◆ EXTRAIT DE PAGE
-----

Il m’arrive parfois d’avoir des débats « hautement philosophiques » sur des expressions que j’emploie au quotidien. Le dernier en date fut sur la « puissance » d’un adjectif que je considère, selon la situation, comme affectueux : « idiot »…
Au cours de la conversation, mon interlocutrice, outrée de m’entendre citer cette ponctuation à tout vent, me dit employer « fada », beaucoup moins fort à son goût quant à son sens premier. Me rabâchant systématiquement sa référence au « Corbusier » illustre architecte pour lequel ce petit nom d’oiseau est inscrit dans l’histoire Marseillaise.
C’est ainsi que, têtue comme une mule, balançant entre continuer à dire « idiote » plutôt que « fadade », surtout pour ne pas mourir « bête », je suis allée chercher mon Larousse.
De fil en aiguille, j’ai appris un nouveau mot dont je ne suis pas prête d’oublier les déclinaisons : « l’idiotisme »…
Si comme moi vous vous sentez sur ce coup « ignare », oups, « ignorant », je vous propose d’en apprendre un peu plus sur sa signification.

Un idiotisme est une construction ou une locution particulière à une langue, qui porte un sens par son tout et non par chacun des mots qui la compose. Il peut s'agir de constructions grammaticales ou, le plus souvent, d'expressions imagées ou métaphoriques. Un idiotisme est en général intraduisible mot à mot, et il peut être difficile voire impossible de l'exprimer dans une autre langue.
Par exemple, en français « il y a » est un bon exemple d'idiotisme non « imagé » couramment utilisé : décomposé mot à mot cela n'a pas de sens, alors que cela signifie bien quelque chose pour qui connaît la formulation en elle-même.
« Couper l'herbe sous les pieds » est un autre exemple, s'agissant cette fois d'une expression imagée qui peut être utilisée métaphoriquement telle quelle dans un autre contexte que celui qui lui a donné naissance (et donc avec une autre signification que celle de couper effectivement de l'herbe sous le pied). Une telle expression sera totalement incompréhensible si elle est traduite mot à mot dans une langue étrangère ; de même, un anglophone proposant qu'on se « secoue les mains » au lieu de se « serrer la main » commettra un « anglicisme ».
Idiotisme animalier
Un idiotisme animalier utilise des expressions renvoyant aux animaux ou à des choses relatives aux animaux (comportement, parties du corps, etc.) ; par exemple, « du coq à l’âne » qui signifie d'un sujet à un autre sans transition ni rapport.
Les idiotismes animaliers sont en grande partie apparus dans les milieux de l'agriculture et de la chasse, aux époques où ceux-ci étaient prépondérants dans les activités d'une bonne partie de la population ; ils peuvent également faire référence aux animaux de compagnie.
Idiotisme botanique
Un idiotisme botanique est en rapport avec les végétaux ; par exemple, le fait de « faire chou blanc » qui signifie échouer.
Idiotisme chromatique
Les idiotismes chromatiques utilisent les noms des couleurs, comme par exemple le fait de « laisser carte blanche » qui signifie autoriser à prendre toute initiative jugée utile.

-----

◆ DONNÉES PRÉSENTÉES

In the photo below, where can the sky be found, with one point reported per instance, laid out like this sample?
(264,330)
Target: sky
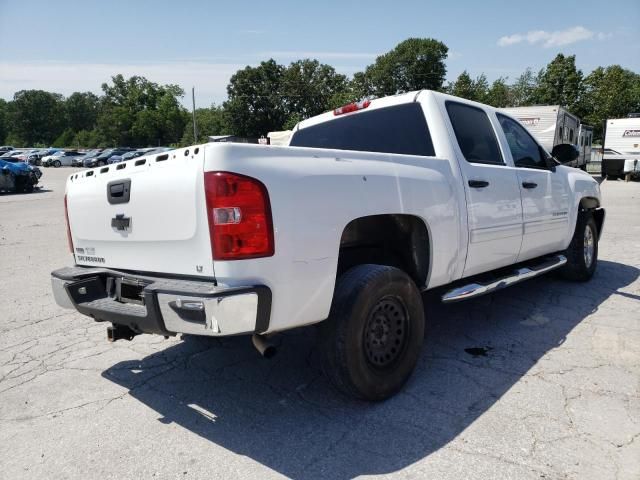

-----

◆ CONSIGNE
Selon l'extrait de page sur les idiotismes, que signifie l'expression « faire chou blanc » ?

◆ CORRIGÉ
Elle signifie échouer.